## [Aim]
Return each line of the records below that contains the word "blossoms", copied in full.

## [Material]
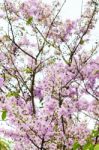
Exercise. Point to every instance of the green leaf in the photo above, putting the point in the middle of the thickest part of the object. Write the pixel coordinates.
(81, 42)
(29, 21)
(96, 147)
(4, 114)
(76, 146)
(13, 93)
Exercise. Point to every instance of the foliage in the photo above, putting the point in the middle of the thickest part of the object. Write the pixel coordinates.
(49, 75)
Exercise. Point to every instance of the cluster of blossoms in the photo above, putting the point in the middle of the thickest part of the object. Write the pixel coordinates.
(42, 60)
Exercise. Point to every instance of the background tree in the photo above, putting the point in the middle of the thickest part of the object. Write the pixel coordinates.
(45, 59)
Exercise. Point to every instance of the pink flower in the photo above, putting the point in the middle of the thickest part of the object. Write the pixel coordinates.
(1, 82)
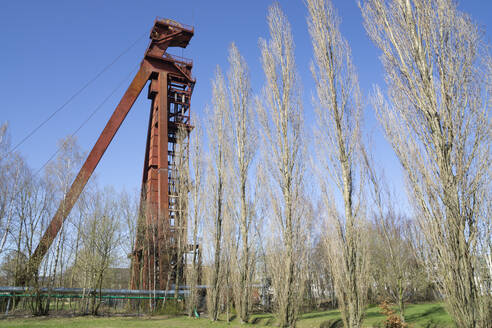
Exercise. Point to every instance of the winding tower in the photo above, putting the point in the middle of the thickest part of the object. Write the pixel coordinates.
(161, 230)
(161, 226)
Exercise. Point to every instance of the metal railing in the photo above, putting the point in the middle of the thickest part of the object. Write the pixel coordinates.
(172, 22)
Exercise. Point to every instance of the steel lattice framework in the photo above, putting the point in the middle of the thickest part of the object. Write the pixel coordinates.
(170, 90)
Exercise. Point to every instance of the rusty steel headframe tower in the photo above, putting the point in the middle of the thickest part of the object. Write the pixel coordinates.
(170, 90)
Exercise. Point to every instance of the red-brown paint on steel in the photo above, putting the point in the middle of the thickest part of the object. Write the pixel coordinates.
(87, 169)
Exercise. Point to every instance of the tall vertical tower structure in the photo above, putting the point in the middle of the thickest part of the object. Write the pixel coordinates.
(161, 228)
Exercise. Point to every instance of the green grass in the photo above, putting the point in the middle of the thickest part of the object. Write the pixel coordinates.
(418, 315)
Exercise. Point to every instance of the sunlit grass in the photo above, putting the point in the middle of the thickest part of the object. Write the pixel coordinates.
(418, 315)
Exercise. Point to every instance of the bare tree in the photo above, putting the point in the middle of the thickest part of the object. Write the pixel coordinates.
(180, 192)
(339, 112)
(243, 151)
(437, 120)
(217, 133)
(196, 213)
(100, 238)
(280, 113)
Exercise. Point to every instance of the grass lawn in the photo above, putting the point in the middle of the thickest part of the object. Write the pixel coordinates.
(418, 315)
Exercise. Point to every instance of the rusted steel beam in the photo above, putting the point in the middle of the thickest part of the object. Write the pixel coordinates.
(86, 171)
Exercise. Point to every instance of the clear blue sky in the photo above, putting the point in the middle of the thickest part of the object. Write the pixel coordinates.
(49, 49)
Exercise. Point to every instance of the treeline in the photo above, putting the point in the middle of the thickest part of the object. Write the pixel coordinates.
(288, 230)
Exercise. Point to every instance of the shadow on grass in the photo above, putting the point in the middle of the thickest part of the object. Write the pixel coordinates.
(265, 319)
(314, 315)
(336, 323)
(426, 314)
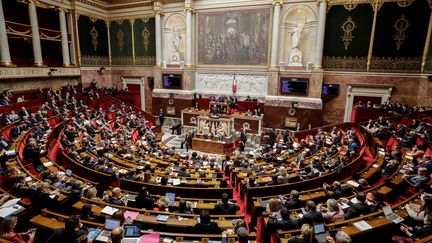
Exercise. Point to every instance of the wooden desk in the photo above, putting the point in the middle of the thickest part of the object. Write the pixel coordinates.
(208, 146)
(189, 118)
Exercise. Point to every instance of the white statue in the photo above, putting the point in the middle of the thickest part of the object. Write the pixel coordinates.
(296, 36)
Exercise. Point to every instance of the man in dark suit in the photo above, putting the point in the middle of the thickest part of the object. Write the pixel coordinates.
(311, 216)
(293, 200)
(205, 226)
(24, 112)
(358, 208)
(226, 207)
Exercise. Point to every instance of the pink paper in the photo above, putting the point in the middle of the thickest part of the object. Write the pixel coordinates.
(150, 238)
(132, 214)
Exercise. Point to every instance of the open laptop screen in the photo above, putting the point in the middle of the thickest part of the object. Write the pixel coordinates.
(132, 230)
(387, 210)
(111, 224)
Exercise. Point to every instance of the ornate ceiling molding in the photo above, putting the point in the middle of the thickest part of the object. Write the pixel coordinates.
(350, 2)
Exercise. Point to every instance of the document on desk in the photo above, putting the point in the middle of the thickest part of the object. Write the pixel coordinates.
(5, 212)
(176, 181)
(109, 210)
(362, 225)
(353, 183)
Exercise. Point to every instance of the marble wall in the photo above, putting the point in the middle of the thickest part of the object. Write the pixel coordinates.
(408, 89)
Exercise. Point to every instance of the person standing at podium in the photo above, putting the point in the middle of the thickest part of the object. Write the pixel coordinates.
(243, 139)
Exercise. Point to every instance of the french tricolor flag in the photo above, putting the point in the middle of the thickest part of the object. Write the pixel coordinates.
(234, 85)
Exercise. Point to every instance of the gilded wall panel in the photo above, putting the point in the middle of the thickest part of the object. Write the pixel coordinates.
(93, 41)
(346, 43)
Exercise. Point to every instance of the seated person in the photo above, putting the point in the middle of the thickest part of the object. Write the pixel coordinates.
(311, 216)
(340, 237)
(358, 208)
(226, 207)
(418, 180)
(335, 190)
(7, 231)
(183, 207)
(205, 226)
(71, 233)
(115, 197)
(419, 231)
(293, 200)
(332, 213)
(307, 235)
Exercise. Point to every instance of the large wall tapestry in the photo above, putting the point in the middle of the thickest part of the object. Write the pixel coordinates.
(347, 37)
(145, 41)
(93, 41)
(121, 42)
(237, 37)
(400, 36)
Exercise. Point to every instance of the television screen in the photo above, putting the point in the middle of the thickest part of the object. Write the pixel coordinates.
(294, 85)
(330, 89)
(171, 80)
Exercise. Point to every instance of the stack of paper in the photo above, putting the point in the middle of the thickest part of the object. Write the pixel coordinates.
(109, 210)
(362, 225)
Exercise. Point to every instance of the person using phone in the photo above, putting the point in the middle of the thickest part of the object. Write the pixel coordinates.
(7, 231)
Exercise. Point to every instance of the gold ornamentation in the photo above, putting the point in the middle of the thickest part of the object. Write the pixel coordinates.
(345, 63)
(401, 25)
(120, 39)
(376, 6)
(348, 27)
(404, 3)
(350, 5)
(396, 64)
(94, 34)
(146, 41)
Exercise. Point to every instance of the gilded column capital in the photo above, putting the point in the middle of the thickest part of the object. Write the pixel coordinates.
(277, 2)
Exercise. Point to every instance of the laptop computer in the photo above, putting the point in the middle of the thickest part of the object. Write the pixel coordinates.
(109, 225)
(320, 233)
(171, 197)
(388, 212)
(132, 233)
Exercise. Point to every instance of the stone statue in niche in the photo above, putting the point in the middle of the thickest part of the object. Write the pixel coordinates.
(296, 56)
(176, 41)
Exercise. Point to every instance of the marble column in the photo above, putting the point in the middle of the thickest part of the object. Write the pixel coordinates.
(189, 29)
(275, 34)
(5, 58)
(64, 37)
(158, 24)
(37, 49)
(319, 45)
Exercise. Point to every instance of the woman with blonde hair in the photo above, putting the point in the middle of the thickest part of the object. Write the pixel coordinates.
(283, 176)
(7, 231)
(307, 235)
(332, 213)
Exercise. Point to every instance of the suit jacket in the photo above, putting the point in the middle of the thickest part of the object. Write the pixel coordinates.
==
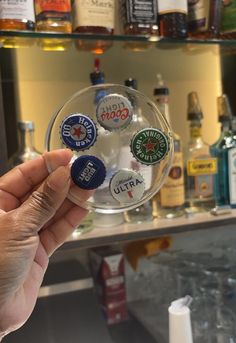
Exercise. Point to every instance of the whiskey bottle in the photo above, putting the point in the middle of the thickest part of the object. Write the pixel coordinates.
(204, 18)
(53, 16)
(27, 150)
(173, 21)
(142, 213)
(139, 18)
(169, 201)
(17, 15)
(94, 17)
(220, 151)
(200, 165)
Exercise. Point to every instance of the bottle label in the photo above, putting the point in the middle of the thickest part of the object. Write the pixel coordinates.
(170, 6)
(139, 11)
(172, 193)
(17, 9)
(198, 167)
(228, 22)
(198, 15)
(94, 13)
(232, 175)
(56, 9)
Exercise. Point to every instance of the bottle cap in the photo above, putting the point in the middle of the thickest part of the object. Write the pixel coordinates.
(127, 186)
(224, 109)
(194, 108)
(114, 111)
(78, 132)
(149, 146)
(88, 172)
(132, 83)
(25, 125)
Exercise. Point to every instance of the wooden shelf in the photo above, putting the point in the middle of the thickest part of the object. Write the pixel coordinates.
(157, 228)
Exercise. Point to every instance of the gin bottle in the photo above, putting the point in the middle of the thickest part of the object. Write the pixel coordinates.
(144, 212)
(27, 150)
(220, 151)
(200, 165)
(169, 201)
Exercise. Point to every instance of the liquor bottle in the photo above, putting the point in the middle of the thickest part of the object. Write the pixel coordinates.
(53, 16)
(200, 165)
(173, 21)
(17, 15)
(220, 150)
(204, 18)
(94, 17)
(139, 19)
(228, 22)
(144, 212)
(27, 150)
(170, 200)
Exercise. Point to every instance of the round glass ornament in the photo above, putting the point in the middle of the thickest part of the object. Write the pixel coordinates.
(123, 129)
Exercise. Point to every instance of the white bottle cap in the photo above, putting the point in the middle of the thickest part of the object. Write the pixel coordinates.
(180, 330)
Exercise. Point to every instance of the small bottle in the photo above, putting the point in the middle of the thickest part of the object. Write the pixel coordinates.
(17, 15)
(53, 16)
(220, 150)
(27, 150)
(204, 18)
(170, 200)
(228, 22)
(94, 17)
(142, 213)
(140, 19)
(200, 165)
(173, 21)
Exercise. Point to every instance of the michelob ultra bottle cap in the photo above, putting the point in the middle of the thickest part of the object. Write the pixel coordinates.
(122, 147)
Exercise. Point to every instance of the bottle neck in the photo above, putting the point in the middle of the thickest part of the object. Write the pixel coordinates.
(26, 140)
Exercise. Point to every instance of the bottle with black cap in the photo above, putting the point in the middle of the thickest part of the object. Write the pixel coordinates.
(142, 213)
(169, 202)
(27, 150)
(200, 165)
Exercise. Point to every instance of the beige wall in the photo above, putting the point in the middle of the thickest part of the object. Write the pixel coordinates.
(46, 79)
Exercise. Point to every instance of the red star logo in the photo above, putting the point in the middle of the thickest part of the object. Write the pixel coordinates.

## [Result]
Exercise. Point to every instance of the cluster of blossoms in the photo above, putting the point in the middle of the thickest part of the object. Write the pixel coordinates.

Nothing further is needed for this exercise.